— Exercise objective —
Please copy each line of the listing below in which the word "negative" appears.

— Supplied data —
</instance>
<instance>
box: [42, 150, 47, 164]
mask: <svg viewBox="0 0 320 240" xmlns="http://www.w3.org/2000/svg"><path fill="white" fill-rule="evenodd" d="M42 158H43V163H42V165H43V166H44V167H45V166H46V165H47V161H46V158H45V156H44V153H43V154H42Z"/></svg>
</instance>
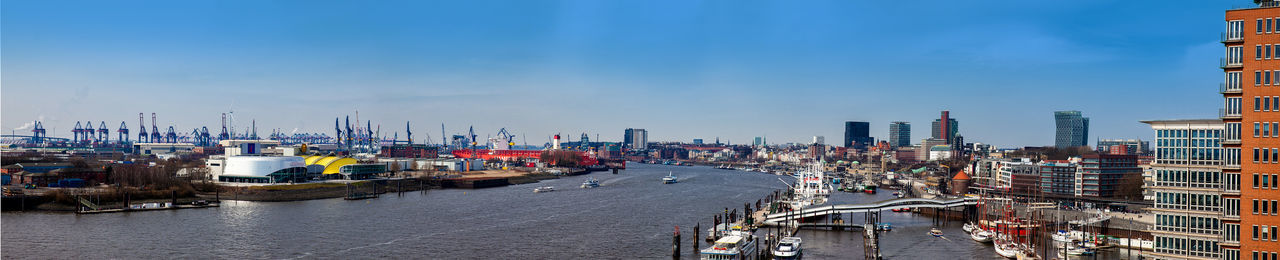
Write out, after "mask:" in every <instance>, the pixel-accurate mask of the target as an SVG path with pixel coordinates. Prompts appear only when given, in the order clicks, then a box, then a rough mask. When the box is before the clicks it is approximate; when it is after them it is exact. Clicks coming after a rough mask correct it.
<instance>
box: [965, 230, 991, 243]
mask: <svg viewBox="0 0 1280 260" xmlns="http://www.w3.org/2000/svg"><path fill="white" fill-rule="evenodd" d="M992 236H995V233H992V232H989V231H983V229H977V231H973V233H969V238H972V240H973V241H978V242H979V243H986V242H991V237H992Z"/></svg>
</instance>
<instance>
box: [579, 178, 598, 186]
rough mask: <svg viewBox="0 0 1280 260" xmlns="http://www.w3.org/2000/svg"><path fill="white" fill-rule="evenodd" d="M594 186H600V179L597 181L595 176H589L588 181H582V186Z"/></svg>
mask: <svg viewBox="0 0 1280 260" xmlns="http://www.w3.org/2000/svg"><path fill="white" fill-rule="evenodd" d="M594 187H600V181H595V178H588V179H586V181H584V182H582V188H594Z"/></svg>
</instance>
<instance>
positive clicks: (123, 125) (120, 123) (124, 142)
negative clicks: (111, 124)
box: [115, 120, 129, 145]
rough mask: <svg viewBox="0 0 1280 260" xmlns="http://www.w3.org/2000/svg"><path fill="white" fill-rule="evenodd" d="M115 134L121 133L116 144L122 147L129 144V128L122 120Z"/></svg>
mask: <svg viewBox="0 0 1280 260" xmlns="http://www.w3.org/2000/svg"><path fill="white" fill-rule="evenodd" d="M115 132H116V133H119V137H116V138H118V140H116V142H119V143H122V145H124V143H129V126H127V124H124V122H123V120H122V122H120V128H119V129H115Z"/></svg>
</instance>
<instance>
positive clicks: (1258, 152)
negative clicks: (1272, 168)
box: [1253, 149, 1280, 164]
mask: <svg viewBox="0 0 1280 260" xmlns="http://www.w3.org/2000/svg"><path fill="white" fill-rule="evenodd" d="M1253 163H1272V164H1274V163H1280V149H1253Z"/></svg>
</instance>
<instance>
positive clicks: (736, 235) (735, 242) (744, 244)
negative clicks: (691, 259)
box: [700, 233, 758, 260]
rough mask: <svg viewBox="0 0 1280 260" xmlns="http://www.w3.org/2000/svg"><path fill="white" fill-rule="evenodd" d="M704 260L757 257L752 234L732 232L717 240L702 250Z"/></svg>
mask: <svg viewBox="0 0 1280 260" xmlns="http://www.w3.org/2000/svg"><path fill="white" fill-rule="evenodd" d="M700 254H701V257H700V259H704V260H721V259H724V260H728V259H755V257H756V254H758V252H756V248H755V243H754V241H751V237H750V234H741V233H740V234H732V236H726V237H722V238H719V240H717V241H716V243H713V245H712V246H710V247H707V248H704V250H701V251H700Z"/></svg>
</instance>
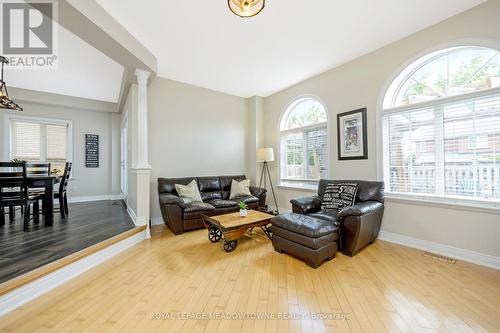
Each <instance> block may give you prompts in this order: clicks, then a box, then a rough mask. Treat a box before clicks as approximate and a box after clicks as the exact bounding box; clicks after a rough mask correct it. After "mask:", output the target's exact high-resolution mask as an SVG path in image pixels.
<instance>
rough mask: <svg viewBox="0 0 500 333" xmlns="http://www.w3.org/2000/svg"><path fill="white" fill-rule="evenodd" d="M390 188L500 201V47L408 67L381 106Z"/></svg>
mask: <svg viewBox="0 0 500 333" xmlns="http://www.w3.org/2000/svg"><path fill="white" fill-rule="evenodd" d="M382 124H383V147H384V154H383V160H384V166H383V170H384V180H385V182H386V191H388V192H391V193H399V194H405V195H406V194H426V195H433V196H438V197H444V198H449V197H455V198H466V199H474V200H487V201H500V52H499V51H498V50H494V49H490V48H484V47H456V48H450V49H446V50H442V51H439V52H435V53H432V54H430V55H428V56H425V57H423V58H421V59H420V60H418V61H416V62H414V63H413V64H411V65H410V66H408V67H407V68H406V69H405V70H403V72H402V73H401V74H400V75H398V76H397V78H396V79H395V80H394V81H393V82H392V84H391V85H390V87H389V89H388V90H387V93H386V95H385V98H384V103H383V111H382Z"/></svg>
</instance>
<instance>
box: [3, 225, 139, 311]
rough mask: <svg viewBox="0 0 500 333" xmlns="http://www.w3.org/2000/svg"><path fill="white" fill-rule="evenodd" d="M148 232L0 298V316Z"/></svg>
mask: <svg viewBox="0 0 500 333" xmlns="http://www.w3.org/2000/svg"><path fill="white" fill-rule="evenodd" d="M146 237H147V235H146V230H144V231H142V232H139V233H137V234H135V235H133V236H131V237H129V238H127V239H124V240H122V241H120V242H118V243H116V244H113V245H111V246H109V247H107V248H105V249H102V250H100V251H98V252H96V253H93V254H91V255H89V256H87V257H85V258H83V259H80V260H78V261H76V262H74V263H72V264H70V265H67V266H65V267H63V268H61V269H58V270H57V271H54V272H52V273H50V274H47V275H45V276H43V277H41V278H39V279H37V280H35V281H33V282H31V283H28V284H26V285H24V286H22V287H19V288H17V289H15V290H13V291H11V292H9V293H7V294H5V295H2V296H0V316H3V315H5V314H7V313H9V312H11V311H13V310H15V309H17V308H19V307H20V306H22V305H24V304H26V303H28V302H30V301H32V300H33V299H35V298H37V297H40V296H42V295H43V294H45V293H47V292H49V291H50V290H52V289H54V288H56V287H58V286H60V285H62V284H64V283H66V282H68V281H69V280H71V279H73V278H75V277H77V276H78V275H80V274H82V273H84V272H86V271H88V270H89V269H91V268H93V267H95V266H97V265H99V264H101V263H103V262H105V261H106V260H108V259H110V258H112V257H114V256H116V255H117V254H119V253H120V252H123V251H125V250H126V249H128V248H130V247H131V246H133V245H135V244H137V243H139V242H140V241H142V240H144V239H146Z"/></svg>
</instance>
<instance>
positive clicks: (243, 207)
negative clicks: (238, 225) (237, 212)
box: [238, 201, 248, 217]
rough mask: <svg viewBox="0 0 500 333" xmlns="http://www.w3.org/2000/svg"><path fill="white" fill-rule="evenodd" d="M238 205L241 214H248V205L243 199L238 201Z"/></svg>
mask: <svg viewBox="0 0 500 333" xmlns="http://www.w3.org/2000/svg"><path fill="white" fill-rule="evenodd" d="M238 206H239V207H240V216H242V217H245V216H247V214H248V206H247V204H246V203H244V202H243V201H240V202H239V203H238Z"/></svg>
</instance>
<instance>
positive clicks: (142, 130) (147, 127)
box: [135, 69, 151, 169]
mask: <svg viewBox="0 0 500 333" xmlns="http://www.w3.org/2000/svg"><path fill="white" fill-rule="evenodd" d="M135 75H136V76H137V139H138V142H137V144H138V147H137V148H138V150H137V168H138V169H147V168H149V169H151V165H150V164H149V158H148V78H149V75H151V73H149V72H146V71H143V70H141V69H136V70H135Z"/></svg>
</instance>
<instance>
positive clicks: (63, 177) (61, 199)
mask: <svg viewBox="0 0 500 333" xmlns="http://www.w3.org/2000/svg"><path fill="white" fill-rule="evenodd" d="M72 165H73V164H72V163H71V162H66V165H65V166H64V173H63V177H62V179H61V182H60V183H59V191H57V192H54V198H56V199H59V211H60V212H61V217H62V218H64V217H65V216H66V215H69V209H68V193H67V187H68V182H69V178H70V176H71V167H72Z"/></svg>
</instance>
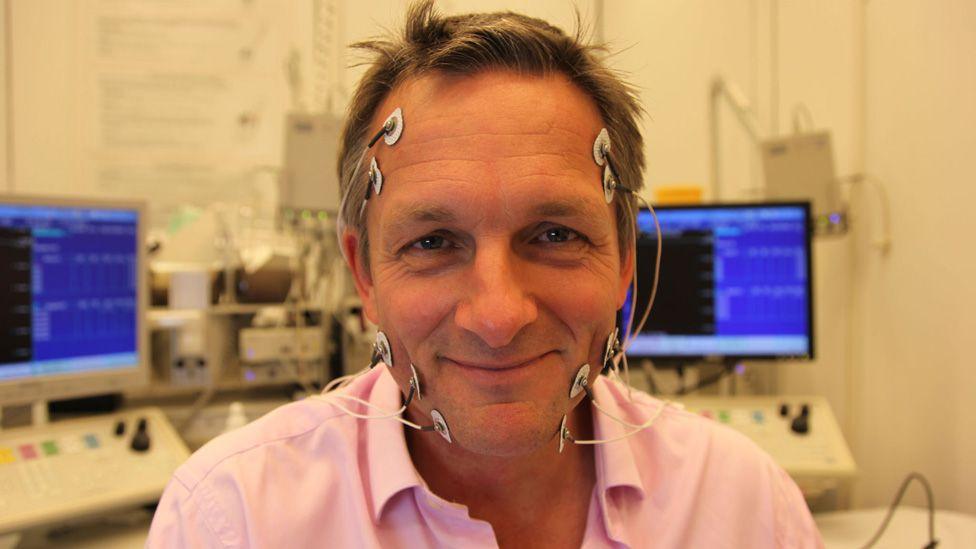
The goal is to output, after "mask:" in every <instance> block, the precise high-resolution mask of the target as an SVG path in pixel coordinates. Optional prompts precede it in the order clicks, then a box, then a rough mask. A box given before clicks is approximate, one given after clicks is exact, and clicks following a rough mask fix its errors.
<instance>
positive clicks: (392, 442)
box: [362, 365, 421, 522]
mask: <svg viewBox="0 0 976 549" xmlns="http://www.w3.org/2000/svg"><path fill="white" fill-rule="evenodd" d="M374 370H379V372H370V373H369V374H367V375H370V376H374V377H375V380H376V381H375V383H374V385H373V387H372V390H371V391H370V393H369V395H368V396H367V397H366V400H368V401H369V403H370V404H373V405H375V406H377V407H378V408H379V409H382V410H389V411H391V412H392V411H394V410H397V409H399V408H400V406H402V403H401V400H400V398H401V395H400V389H399V387H397V384H396V381H394V380H393V376H391V375H390V373H389V372H387V371H386V367H385V366H382V365H378V366H376V367H375V368H374ZM370 413H373V414H376V415H380V414H382V413H383V412H380V411H379V410H371V412H370ZM362 421H363V423H364V429H365V430H366V460H367V468H368V470H369V481H368V484H369V491H370V498H371V499H372V503H373V520H374V521H375V522H379V520H380V517H381V516H382V515H383V508H384V507H385V506H386V504H387V503H388V502H389V501H390V500H391V499H392V498H393V496H395V495H396V494H397V493H399V492H401V491H403V490H406V489H408V488H412V487H414V486H421V480H420V474H419V473H417V469H416V468H415V467H414V466H413V461H412V460H411V459H410V452H409V451H408V450H407V440H406V437H405V436H404V433H403V425H402V424H401V423H400V422H399V421H396V420H395V419H393V418H390V419H375V420H362Z"/></svg>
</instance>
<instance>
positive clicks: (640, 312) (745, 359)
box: [626, 200, 817, 366]
mask: <svg viewBox="0 0 976 549" xmlns="http://www.w3.org/2000/svg"><path fill="white" fill-rule="evenodd" d="M776 207H799V208H802V210H803V212H804V217H805V219H806V226H807V229H806V231H805V234H806V239H805V246H806V254H807V296H808V300H809V306H808V307H807V325H808V326H809V334H810V338H809V352H808V353H807V354H802V355H795V354H729V355H723V354H688V355H675V354H667V355H663V354H662V355H654V354H649V353H633V352H630V351H627V353H626V354H627V358H628V360H642V359H650V360H652V361H653V362H654V363H655V364H660V365H665V366H666V365H685V364H692V363H696V362H739V361H743V360H755V361H778V360H804V361H810V360H814V359H815V358H816V354H817V353H816V348H817V345H816V342H817V340H816V324H815V323H814V320H815V311H814V310H815V309H816V300H815V294H814V282H813V230H814V226H813V218H812V216H811V204H810V202H809V201H804V200H790V201H761V202H721V203H717V202H712V203H703V204H661V205H655V206H654V210H655V211H658V212H659V211H676V210H704V209H708V210H729V209H748V208H776ZM641 212H649V210H648V208H646V207H641V208H640V209H639V211H638V217H639V216H640V213H641ZM635 260H636V258H635ZM666 261H667V250H664V251H663V253H662V256H661V265H662V268H663V265H665V262H666ZM634 272H635V274H636V272H637V269H636V268H635V269H634ZM636 307H637V308H638V310H639V311H640V313H641V314H642V313H643V308H644V307H646V304H641V303H637V304H636ZM650 314H651V315H653V314H654V309H653V308H652V309H651V313H650ZM636 318H639V316H637V315H635V319H636ZM635 322H636V320H635ZM635 337H640V336H639V334H638V335H637V336H635Z"/></svg>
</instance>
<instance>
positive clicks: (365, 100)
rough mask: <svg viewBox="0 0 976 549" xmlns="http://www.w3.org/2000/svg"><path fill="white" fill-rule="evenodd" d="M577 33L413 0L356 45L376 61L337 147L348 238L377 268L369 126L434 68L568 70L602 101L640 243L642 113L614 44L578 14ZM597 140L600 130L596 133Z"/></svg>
mask: <svg viewBox="0 0 976 549" xmlns="http://www.w3.org/2000/svg"><path fill="white" fill-rule="evenodd" d="M576 26H577V30H576V34H575V35H574V36H569V35H567V34H566V33H565V32H563V31H562V30H561V29H559V28H557V27H555V26H553V25H550V24H549V23H547V22H545V21H543V20H541V19H535V18H532V17H527V16H524V15H521V14H517V13H512V12H498V13H476V14H466V15H455V16H449V17H445V16H442V15H441V14H439V13H438V12H437V10H435V9H434V2H433V0H425V1H421V2H417V3H414V4H413V5H412V6H411V7H410V8H409V10H408V12H407V19H406V22H405V24H404V27H403V31H402V33H401V34H399V35H390V36H387V37H382V38H377V39H373V40H368V41H365V42H359V43H356V44H353V45H352V47H354V48H357V49H360V50H364V51H366V52H368V53H369V54H371V56H372V61H371V62H370V63H369V64H368V66H369V68H368V69H367V71H366V73H365V74H364V75H363V77H362V79H361V80H360V82H359V85H358V87H357V88H356V91H355V93H354V94H353V97H352V101H351V103H350V106H349V112H348V114H347V116H346V121H345V125H344V126H343V129H342V136H341V138H340V148H339V162H338V170H339V193H340V196H341V197H342V200H341V202H340V203H341V206H340V210H341V211H340V212H339V227H340V231H339V232H340V237H341V234H342V228H343V227H349V228H352V229H353V230H355V231H356V232H357V233H358V236H359V243H360V245H359V253H360V255H361V257H362V258H363V265H364V268H365V269H366V270H367V272H368V271H369V259H368V255H369V244H368V242H369V241H368V238H367V234H366V225H365V220H364V219H363V218H361V215H360V214H361V207H362V201H363V199H364V198H365V196H366V189H367V186H368V184H369V182H368V175H367V171H368V170H367V169H365V168H363V167H362V166H361V165H360V164H361V162H362V160H363V158H364V156H363V153H364V151H365V150H366V146H367V141H368V139H369V138H370V137H371V135H370V134H371V133H375V132H376V131H377V130H378V129H379V127H377V128H373V129H372V130H371V129H370V127H369V125H370V123H371V122H372V120H373V119H374V118H375V116H376V110H377V108H379V105H380V103H382V102H383V100H384V99H385V98H386V97H387V95H389V94H390V92H391V91H393V89H394V88H395V87H396V86H397V85H399V84H401V83H403V82H404V81H406V80H408V79H410V78H416V77H418V76H421V75H426V74H431V73H435V74H436V73H443V74H450V75H466V74H468V75H470V74H475V73H478V72H482V71H488V70H492V69H506V70H510V71H513V72H515V73H517V74H525V75H538V76H546V75H550V74H554V73H558V74H563V75H565V76H566V77H567V78H569V80H570V81H571V82H573V83H574V84H575V85H576V86H577V87H579V89H581V90H582V91H583V92H584V93H585V94H586V95H587V96H588V97H589V98H590V99H592V100H593V102H594V103H595V104H596V106H597V108H598V109H599V111H600V115H601V117H602V118H603V122H604V124H605V125H606V128H607V131H608V132H609V133H610V140H611V142H612V143H613V159H614V166H615V167H616V169H617V170H618V171H619V176H620V178H621V179H622V181H621V183H622V184H623V185H624V186H625V187H627V188H628V189H630V190H632V191H633V194H631V193H624V192H619V191H618V192H616V193H614V203H615V209H616V212H617V214H616V217H617V234H618V237H619V242H620V252H621V255H623V254H624V253H625V250H627V249H628V248H629V245H631V244H632V235H633V232H632V231H633V223H634V214H635V211H636V208H637V202H636V198H635V195H636V194H637V193H638V191H640V189H642V188H643V187H644V179H643V172H644V141H643V137H642V136H641V132H640V127H639V124H638V119H639V118H640V116H641V113H642V109H641V107H640V104H639V102H638V100H637V93H636V91H635V90H634V88H633V87H631V86H630V85H629V84H627V83H625V82H624V81H623V79H622V78H621V77H620V76H619V75H618V74H616V73H615V72H614V71H613V70H611V69H610V68H608V67H607V65H606V64H605V59H606V57H607V53H608V52H607V49H606V47H604V46H602V45H588V44H586V43H585V40H584V37H583V29H582V27H583V26H582V24H580V20H579V14H578V12H577V25H576ZM595 137H596V136H595V135H594V138H595ZM595 184H599V183H598V181H597V182H595Z"/></svg>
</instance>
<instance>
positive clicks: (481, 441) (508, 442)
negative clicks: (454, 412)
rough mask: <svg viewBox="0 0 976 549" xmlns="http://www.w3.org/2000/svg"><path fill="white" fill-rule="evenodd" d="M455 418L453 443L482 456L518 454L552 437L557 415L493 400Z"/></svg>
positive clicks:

— Response —
negative clicks: (111, 124)
negative clicks: (1272, 168)
negative clicks: (691, 259)
negative clicks: (238, 225) (237, 212)
negative clicks: (454, 412)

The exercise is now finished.